> [Required work]: Do any lines in the data below contain "water"? If so, copy every one of them.

> [Data for processing]:
┌────────
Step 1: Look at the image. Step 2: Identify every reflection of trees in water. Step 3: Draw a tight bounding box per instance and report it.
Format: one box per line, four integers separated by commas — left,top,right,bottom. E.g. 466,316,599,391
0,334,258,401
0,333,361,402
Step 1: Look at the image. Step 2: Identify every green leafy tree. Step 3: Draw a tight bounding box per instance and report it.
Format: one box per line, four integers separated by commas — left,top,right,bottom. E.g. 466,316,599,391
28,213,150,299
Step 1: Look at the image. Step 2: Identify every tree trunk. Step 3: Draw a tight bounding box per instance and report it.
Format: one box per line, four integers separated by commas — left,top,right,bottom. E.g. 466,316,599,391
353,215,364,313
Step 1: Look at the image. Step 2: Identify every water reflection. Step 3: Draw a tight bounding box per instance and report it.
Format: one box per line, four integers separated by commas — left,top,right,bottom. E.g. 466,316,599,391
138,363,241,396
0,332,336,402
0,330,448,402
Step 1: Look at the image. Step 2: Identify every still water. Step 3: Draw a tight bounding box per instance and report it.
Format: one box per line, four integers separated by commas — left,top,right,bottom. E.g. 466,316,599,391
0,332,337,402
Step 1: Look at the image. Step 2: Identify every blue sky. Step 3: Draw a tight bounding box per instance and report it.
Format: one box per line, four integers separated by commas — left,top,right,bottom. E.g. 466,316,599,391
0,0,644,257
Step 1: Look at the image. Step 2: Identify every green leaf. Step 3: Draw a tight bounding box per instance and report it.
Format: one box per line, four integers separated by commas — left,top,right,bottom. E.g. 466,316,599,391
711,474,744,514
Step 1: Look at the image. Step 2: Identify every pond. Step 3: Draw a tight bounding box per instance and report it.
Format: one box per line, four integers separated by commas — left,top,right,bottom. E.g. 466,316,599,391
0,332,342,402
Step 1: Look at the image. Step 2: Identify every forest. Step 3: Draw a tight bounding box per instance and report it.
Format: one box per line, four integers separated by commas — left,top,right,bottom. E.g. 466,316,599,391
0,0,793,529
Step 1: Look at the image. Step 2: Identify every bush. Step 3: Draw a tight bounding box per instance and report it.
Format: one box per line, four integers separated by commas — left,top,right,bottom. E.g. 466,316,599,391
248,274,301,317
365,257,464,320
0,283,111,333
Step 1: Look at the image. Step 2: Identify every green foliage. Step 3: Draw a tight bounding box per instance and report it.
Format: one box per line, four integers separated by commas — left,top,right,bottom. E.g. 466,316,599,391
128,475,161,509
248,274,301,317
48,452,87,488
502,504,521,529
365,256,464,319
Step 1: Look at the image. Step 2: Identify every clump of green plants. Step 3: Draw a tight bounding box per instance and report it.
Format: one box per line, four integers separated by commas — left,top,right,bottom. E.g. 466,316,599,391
└────────
> [Written solution]:
Step 1: Look at the image. Step 2: Identify every reflection of trees in water. Step 3: Draw a tight bounding box per instance and report it.
Step 1: Look at the image. Step 2: Identify every water reflection. Step 3: Draw a tight bounding box per instance and report it.
Step 1: Look at the image. Step 2: Identify every still water. Step 3: Draw a tight bounding box per instance and report it.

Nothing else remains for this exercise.